Resume the artwork description of "Sketch of a Tree in a Jam Jar," picking up right after its final sentence.

SOURCE EXTRACT:

■ ■ ■ ■

Sketch of a Tree in a Jam Jar | Adéle du Plessis | Still life
Sketch of a Tree in a Jam Jar | Adéle du Plessis | Still life
- Contemporary artist: Adéle du Plessis
- Title Artwork: Tree in a Jam Jar
- Year: 2020
- Technique: Acrylic on Canvas on a granulated background
- Style: Botanical Painting, Still life Painting
- Size: 50cm x 40cm
- 750,-
"Sketch of a Tree in a Jam Jar" by Adéle du Plessis
A Sketch of a Tree in a Jam Jar is a contemporary painting by Adéle du Plessis, that is part of her new series Drawn at Home.
In March 2020, contemporary South African artist Adéle du Plessis sketched everyday objects in her home during the Dutch Lockdown. From these sketched Adéle painted a series of still-lifes or botanical pieces. In a Jam Jar, the tree is a sketch of one of the saplings her daughter had been cultivating their home in an old Bon Mama jam jar. Adéle sketched the leaves, and a jam jar, specifically t0, captured how the light reflects off the grooved jam jar, and the shadow of the sapling fall on the table. She then later painted the sketch. She was explicitly focusing on recreating a sketch in a painting. Thus not painting the actual sapling and jam jar.

■ ■ ■ ■

Natural language region descriptions
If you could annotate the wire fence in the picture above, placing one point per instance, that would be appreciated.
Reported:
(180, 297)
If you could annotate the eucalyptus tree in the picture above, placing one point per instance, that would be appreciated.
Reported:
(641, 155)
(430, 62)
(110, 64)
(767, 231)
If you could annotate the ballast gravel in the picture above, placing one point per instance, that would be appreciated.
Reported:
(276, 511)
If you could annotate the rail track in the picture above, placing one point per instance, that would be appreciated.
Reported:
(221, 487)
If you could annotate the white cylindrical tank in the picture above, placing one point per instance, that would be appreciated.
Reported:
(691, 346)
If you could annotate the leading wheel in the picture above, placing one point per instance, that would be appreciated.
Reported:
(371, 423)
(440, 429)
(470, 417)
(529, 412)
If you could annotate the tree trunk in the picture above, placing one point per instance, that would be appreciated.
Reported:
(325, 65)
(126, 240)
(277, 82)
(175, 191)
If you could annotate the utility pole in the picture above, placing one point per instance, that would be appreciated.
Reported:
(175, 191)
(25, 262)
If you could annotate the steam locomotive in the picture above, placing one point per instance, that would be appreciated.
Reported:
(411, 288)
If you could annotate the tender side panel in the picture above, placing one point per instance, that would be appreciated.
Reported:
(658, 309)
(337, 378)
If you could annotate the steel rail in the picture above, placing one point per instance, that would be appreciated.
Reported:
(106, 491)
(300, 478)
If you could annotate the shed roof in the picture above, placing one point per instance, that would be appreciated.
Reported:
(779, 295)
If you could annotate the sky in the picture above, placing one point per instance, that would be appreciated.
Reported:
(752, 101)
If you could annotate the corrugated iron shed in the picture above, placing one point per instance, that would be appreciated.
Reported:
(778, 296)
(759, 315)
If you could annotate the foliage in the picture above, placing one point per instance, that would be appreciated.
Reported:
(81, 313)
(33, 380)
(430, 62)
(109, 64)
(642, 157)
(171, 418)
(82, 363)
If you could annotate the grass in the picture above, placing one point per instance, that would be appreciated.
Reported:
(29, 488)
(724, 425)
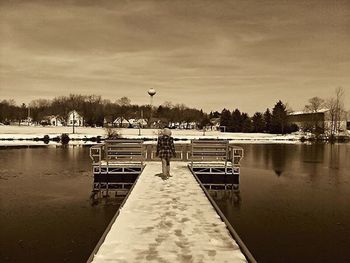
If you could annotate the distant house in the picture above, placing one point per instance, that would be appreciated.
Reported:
(121, 123)
(75, 118)
(214, 124)
(320, 120)
(54, 120)
(137, 123)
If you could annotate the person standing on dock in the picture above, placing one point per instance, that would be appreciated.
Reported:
(165, 150)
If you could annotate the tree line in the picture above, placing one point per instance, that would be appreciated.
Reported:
(97, 111)
(274, 121)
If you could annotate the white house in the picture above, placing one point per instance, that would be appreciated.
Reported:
(55, 120)
(121, 122)
(76, 118)
(136, 123)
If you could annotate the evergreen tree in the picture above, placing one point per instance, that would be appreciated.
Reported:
(258, 122)
(279, 118)
(246, 123)
(267, 121)
(236, 121)
(225, 118)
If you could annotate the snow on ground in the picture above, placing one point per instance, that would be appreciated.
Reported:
(168, 220)
(30, 132)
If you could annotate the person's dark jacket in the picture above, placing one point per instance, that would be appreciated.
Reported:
(165, 147)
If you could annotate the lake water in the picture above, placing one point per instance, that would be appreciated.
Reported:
(293, 204)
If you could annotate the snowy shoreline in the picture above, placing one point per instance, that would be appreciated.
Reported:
(33, 135)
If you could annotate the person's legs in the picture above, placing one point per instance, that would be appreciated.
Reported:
(168, 167)
(164, 166)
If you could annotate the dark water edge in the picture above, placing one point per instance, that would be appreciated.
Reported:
(294, 202)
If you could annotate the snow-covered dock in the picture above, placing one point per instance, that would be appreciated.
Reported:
(167, 220)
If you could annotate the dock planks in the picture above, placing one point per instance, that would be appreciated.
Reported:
(168, 221)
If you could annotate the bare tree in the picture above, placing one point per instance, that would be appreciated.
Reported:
(314, 106)
(336, 111)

■ ■ ■ ■

OUTPUT FOR THIS EXERCISE:
Why this distinction? Plato argued that art has no value in an ideal society. Art was too far removed from the logical ideal. He explained that the first degree of anything is the idea of something like a chair. Once you conceptualised what that chair looked like it was removed one degree from the ideal chair. Once artisans made the chair, it was further removed from the perfect chair. If an artist painted this chair, the painting made of this chair would be a pale imitation so far removed from the ideal chair, that it was useless even to do such a thing. Adéle takes it one step further and paints what the sketch looks like—combining natural elements, such as cuttings and saplings, with human-made objects in her drawings—then repainting the drawings. It is part critique, part poking fun at the role art takes in our current society. The pandemic has shown us, that movies, art, and many other creative recreations of reality have kept us going.
The painting is painted in pastel blues and greens on top of a heavily texturised background. Adéle often first paints a layer of white paint mixed with her used coffee grinds to create a textured background. She then paints layer on the layer the painting, when the painting is done, Adele uses a sand grinder to grind down the painting to expose the layers of paint and coffee underneath. This idea of exposing the material that makes a painting is part of the Spatialism movement. Lucio Fontana, the creator of the movement, slashed his canvases, to reveal the back of the canvas. Adéle builds on this Spatialism notion of making the viewer aware of the materiality of the painting.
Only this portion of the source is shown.